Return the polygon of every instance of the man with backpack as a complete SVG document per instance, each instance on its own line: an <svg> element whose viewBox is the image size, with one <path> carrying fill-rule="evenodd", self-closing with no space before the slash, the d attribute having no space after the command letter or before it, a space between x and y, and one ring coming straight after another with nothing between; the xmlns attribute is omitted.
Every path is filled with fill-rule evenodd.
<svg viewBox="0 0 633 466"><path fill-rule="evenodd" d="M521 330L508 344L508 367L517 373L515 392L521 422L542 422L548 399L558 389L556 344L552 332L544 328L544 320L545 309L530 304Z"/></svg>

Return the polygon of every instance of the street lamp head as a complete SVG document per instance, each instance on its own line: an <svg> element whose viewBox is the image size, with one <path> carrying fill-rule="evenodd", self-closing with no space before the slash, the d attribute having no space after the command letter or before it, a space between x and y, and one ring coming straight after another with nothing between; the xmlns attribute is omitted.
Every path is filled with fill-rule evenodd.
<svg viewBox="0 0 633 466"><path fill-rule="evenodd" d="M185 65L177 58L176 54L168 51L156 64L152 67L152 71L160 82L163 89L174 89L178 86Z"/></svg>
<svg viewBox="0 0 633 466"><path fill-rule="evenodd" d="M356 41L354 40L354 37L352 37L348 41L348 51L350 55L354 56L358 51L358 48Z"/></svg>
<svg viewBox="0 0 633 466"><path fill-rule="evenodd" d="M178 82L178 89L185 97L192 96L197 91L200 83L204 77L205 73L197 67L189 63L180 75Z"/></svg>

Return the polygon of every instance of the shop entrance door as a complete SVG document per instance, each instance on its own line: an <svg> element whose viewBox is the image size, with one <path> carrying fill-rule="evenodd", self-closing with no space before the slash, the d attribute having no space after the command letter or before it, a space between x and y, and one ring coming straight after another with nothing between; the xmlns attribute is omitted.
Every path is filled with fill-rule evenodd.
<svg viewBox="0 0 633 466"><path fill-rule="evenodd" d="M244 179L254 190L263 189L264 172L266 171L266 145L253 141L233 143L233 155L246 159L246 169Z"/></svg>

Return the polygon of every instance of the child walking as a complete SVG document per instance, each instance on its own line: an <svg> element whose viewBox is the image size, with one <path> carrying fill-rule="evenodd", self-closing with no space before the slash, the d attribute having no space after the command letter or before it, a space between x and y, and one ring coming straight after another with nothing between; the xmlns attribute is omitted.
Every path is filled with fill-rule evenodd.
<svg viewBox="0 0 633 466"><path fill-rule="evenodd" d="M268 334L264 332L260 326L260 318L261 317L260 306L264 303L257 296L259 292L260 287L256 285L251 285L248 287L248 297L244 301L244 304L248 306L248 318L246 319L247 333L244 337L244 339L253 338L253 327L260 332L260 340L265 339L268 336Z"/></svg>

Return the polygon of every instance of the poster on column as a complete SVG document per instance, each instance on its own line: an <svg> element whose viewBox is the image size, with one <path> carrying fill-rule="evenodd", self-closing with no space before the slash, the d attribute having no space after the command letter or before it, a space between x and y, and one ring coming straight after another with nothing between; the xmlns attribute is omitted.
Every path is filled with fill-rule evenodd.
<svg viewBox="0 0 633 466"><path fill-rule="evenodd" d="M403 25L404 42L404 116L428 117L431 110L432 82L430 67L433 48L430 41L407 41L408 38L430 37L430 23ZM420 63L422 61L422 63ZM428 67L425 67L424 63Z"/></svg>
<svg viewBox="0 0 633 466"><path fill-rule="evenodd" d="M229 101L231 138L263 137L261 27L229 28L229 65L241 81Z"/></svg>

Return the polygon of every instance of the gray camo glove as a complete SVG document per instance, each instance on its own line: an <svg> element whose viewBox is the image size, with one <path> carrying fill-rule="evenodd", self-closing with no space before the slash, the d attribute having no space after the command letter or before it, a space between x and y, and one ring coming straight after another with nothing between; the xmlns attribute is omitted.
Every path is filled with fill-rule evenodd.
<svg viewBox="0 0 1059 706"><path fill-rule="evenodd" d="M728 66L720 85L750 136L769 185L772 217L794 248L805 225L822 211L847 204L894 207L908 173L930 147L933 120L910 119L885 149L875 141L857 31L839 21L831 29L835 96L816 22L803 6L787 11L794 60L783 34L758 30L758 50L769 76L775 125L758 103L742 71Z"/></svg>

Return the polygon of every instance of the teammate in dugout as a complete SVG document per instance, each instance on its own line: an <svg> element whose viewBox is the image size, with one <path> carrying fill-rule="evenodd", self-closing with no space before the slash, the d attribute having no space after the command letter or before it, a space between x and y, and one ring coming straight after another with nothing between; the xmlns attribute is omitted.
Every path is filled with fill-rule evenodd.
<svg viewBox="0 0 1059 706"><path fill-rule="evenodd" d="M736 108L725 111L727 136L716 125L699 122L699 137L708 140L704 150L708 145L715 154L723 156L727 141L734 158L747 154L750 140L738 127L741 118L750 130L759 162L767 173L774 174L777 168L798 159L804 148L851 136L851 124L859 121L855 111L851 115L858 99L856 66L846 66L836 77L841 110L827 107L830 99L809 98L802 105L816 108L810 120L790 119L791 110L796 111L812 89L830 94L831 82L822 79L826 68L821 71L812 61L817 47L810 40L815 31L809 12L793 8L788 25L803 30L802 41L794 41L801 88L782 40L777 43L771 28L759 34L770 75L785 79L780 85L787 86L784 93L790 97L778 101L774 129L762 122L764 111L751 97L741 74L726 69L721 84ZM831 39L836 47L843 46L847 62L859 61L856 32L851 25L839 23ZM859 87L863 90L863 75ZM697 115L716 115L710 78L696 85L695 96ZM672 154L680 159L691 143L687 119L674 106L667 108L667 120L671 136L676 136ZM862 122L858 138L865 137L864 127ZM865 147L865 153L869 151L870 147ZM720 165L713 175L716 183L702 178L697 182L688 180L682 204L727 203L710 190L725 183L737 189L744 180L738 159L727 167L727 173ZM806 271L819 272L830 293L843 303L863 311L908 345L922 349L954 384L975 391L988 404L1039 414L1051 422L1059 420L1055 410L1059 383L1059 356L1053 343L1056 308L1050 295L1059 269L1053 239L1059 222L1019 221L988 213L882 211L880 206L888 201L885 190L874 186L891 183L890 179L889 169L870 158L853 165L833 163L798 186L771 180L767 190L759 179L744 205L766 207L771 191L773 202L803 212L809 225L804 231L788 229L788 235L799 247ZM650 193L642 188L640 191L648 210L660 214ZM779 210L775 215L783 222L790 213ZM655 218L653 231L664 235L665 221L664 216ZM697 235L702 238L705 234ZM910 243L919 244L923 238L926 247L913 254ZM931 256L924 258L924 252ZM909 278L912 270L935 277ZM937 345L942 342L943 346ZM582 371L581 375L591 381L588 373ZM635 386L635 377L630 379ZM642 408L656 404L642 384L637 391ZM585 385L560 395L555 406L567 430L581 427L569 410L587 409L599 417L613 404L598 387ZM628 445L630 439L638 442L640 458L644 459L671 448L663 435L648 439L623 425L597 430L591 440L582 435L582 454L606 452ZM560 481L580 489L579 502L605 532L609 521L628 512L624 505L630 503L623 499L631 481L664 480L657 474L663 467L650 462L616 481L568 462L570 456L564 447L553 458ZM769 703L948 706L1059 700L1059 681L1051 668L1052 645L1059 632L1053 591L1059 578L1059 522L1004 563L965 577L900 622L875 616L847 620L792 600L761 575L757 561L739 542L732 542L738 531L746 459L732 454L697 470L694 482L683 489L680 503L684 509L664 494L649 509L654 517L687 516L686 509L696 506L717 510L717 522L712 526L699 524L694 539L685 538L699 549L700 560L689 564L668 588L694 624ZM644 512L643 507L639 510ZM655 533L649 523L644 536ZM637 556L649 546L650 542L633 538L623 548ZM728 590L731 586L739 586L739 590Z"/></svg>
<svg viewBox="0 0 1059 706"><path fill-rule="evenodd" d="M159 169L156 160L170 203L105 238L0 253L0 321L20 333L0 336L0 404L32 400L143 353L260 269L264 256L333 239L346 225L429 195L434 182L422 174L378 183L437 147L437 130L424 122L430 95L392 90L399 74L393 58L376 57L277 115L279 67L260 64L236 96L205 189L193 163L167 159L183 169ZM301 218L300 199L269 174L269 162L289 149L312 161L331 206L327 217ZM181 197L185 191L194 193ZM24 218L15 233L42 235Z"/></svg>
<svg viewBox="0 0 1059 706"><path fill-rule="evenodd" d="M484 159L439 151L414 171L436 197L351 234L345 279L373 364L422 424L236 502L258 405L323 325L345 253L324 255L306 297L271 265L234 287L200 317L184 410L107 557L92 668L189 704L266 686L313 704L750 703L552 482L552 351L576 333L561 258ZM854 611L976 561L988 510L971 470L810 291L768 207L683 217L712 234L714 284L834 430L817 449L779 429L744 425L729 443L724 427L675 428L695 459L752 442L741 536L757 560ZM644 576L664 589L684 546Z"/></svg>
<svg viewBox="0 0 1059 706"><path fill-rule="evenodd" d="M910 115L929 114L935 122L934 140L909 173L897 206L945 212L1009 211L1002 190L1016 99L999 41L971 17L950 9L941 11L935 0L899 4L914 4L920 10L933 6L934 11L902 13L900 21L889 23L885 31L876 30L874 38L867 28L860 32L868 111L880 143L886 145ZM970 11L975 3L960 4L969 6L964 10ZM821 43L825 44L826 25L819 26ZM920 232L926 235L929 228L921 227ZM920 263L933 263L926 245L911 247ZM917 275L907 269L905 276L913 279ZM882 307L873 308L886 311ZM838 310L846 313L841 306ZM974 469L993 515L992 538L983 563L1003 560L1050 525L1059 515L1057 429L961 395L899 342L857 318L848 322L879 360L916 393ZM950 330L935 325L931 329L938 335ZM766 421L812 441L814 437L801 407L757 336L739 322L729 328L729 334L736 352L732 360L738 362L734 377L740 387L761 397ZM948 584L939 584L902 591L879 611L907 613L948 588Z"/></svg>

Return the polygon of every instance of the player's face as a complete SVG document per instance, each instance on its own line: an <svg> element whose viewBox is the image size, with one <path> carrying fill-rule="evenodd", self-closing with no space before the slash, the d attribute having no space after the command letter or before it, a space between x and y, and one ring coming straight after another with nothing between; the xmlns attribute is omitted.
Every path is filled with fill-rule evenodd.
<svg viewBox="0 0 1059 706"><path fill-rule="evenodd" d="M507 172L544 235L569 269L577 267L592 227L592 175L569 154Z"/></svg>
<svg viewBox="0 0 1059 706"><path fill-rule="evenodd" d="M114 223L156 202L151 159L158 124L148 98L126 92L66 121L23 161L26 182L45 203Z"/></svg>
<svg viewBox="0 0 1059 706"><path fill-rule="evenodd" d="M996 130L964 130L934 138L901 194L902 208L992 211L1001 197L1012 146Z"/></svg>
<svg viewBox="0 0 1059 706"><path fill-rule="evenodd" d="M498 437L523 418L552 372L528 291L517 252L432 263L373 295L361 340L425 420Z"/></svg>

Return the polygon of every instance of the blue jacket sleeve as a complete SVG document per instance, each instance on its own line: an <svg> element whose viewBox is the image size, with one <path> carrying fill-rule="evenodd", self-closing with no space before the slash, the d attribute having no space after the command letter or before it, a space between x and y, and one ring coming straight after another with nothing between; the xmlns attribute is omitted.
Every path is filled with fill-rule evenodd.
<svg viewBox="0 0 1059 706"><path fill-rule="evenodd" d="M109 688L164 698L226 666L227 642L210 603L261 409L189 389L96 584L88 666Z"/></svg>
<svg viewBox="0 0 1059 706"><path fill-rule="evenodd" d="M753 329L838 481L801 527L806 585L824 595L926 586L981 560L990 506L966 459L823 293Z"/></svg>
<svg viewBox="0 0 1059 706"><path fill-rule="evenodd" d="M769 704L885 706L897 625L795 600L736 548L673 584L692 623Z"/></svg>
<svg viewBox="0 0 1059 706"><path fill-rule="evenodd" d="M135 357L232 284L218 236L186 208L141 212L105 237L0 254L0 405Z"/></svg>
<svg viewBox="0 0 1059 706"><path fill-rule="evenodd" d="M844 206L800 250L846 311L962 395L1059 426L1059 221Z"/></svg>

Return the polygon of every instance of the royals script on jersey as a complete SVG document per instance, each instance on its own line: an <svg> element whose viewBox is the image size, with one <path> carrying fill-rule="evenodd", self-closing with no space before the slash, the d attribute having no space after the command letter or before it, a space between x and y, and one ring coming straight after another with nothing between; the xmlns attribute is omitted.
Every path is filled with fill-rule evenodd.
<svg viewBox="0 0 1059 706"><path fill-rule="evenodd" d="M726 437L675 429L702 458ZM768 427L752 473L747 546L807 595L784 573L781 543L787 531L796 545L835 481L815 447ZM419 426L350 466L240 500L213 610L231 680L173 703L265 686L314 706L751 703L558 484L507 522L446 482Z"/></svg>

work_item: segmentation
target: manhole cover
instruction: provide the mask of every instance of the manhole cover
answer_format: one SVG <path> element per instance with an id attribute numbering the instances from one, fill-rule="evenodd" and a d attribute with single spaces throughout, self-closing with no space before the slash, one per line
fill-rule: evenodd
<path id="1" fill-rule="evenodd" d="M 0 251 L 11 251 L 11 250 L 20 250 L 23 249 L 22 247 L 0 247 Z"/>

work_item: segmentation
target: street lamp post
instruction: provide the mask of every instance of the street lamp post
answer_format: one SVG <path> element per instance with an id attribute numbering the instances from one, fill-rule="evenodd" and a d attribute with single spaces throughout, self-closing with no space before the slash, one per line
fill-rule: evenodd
============================================================
**Goal of the exercise**. Can you express the data from the line containing "Return the polygon of every instance of the street" through the line containing "41L354 40L354 37L352", both included, as a numbered list with any blank lines left out?

**Solution to this problem**.
1. Return the polygon of every instance of the street lamp head as a complete SVG document per instance, each instance on its own line: an <svg> element whose viewBox is the image size, with one <path> carrying fill-rule="evenodd", self-closing with no space before the slash, the d attribute having no space after the command letter or before it, a space between x and y, and one ring coming straight after another with nothing between; the xmlns attribute is omitted.
2. Every path is filled with fill-rule evenodd.
3. <svg viewBox="0 0 633 466"><path fill-rule="evenodd" d="M185 65L177 58L176 54L168 51L156 64L152 67L152 71L160 82L163 89L174 89L178 86Z"/></svg>
4. <svg viewBox="0 0 633 466"><path fill-rule="evenodd" d="M356 41L354 40L354 37L352 37L348 41L348 51L350 55L354 56L358 51L358 48Z"/></svg>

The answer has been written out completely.